## Given instruction
Report every line of the records below that contains the string "reflection". Case counts.

↓↓↓

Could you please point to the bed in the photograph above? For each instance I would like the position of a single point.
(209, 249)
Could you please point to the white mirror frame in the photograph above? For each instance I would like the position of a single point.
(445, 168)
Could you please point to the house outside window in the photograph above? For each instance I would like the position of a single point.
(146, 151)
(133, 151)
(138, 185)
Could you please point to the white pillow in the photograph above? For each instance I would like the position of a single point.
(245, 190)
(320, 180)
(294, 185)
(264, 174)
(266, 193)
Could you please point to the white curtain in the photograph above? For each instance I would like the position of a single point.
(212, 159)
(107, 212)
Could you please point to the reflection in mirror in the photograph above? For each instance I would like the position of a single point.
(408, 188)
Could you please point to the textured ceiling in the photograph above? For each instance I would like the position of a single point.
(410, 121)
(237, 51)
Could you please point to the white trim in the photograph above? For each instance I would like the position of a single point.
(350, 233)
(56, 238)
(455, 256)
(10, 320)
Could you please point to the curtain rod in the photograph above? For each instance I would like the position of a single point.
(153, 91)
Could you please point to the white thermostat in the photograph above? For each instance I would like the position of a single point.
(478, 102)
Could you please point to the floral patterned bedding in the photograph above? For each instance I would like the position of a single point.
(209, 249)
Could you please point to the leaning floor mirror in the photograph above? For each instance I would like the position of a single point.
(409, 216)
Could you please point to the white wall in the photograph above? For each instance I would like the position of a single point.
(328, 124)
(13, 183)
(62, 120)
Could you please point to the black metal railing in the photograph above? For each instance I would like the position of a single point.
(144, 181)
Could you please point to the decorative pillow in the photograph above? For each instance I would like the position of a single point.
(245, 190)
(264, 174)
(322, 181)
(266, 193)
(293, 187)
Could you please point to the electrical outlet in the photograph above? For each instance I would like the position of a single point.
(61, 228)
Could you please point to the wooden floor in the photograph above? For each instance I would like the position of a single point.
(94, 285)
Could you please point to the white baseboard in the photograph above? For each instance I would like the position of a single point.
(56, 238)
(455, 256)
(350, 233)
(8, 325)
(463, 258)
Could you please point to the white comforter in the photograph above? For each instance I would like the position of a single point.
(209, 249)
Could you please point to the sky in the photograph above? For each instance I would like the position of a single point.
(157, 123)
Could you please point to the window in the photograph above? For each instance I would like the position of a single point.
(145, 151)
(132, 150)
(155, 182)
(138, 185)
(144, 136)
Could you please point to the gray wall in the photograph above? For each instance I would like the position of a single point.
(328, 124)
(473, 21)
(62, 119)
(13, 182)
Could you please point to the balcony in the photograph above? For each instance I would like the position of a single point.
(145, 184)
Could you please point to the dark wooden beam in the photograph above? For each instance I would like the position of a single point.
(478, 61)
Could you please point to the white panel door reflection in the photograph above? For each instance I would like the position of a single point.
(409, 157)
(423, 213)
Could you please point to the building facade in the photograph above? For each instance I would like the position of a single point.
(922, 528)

↑↑↑
↓↓↓

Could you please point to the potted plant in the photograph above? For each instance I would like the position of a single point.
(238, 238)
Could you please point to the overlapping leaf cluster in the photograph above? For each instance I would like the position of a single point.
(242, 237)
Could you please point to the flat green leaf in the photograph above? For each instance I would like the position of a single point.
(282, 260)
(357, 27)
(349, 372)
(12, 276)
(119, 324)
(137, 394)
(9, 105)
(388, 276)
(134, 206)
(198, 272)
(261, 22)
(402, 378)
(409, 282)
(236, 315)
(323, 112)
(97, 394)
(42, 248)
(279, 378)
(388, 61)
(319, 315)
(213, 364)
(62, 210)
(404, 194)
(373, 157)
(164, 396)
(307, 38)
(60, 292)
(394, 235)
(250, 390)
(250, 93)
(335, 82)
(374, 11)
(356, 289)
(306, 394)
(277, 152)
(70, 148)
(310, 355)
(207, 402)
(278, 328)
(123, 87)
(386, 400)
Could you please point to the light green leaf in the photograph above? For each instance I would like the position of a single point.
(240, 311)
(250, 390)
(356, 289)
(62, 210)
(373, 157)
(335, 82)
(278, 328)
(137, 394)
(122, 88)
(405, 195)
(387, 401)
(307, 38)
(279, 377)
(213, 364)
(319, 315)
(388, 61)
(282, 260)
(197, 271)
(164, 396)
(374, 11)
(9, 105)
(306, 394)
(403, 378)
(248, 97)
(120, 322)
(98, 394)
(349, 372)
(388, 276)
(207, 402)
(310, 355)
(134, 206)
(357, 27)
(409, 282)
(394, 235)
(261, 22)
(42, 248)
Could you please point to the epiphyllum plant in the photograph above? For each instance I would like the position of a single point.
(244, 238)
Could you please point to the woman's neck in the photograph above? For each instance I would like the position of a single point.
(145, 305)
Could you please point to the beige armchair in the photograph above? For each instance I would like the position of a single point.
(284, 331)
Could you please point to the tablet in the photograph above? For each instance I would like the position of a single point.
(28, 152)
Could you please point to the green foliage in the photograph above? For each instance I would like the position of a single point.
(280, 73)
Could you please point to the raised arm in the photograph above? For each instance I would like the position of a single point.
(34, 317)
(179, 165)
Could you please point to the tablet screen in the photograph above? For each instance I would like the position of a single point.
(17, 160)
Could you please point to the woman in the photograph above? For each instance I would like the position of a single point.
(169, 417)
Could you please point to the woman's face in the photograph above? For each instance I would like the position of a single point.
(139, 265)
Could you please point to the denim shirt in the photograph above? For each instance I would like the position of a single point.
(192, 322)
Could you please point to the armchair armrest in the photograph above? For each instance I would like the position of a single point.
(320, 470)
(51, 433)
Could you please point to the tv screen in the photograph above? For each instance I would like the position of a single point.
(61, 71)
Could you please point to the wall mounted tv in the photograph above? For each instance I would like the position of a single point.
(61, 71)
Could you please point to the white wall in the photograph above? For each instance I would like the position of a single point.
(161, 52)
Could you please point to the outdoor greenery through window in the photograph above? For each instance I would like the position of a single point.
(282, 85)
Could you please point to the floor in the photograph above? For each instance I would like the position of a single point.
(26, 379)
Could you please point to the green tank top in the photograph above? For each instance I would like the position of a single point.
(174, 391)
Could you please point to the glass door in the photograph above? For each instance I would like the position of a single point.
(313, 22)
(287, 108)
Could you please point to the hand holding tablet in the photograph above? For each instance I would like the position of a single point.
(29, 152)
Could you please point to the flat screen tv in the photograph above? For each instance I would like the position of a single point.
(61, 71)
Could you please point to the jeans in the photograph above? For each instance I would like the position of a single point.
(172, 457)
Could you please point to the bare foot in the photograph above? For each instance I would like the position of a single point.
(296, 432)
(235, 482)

↑↑↑

## Complete output
Could you please point to the reflection in mirror in the photograph above? For each instance I would like the position of a single point.
Could you please point to the white panel door reflection in the photograph above? For each instance I would like the position of a single point.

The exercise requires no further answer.